>>>>>
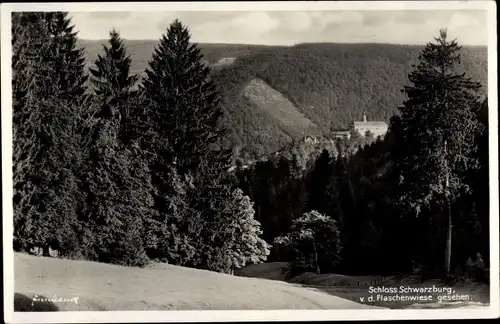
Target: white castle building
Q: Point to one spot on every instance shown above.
(377, 128)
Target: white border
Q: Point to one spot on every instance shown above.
(212, 316)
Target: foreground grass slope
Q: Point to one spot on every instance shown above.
(159, 287)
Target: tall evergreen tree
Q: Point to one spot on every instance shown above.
(185, 106)
(113, 85)
(48, 97)
(235, 240)
(437, 128)
(184, 145)
(320, 176)
(112, 77)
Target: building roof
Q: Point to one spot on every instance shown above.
(369, 124)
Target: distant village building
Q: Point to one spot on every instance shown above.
(377, 128)
(341, 134)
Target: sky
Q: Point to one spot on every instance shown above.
(292, 27)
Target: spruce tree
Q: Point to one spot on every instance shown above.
(437, 128)
(48, 101)
(235, 240)
(112, 77)
(118, 200)
(183, 145)
(315, 240)
(113, 85)
(185, 110)
(319, 181)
<<<<<
Could you write out again the rows from the line containing "Target: distant village building", that line included, through the last row, keeping the requests unchanged and offsetting every coordinate value in the answers by adding 148 to it?

Target: distant village building
Q: Point to one spot on every instance shown above.
(525, 276)
(489, 282)
Target: sky
Q: Point to one spot on every instance shown above.
(440, 175)
Target: spruce tree
Q: Point to one spot on every instance shown above.
(585, 276)
(196, 249)
(383, 388)
(260, 225)
(266, 348)
(331, 293)
(463, 388)
(261, 233)
(333, 258)
(467, 329)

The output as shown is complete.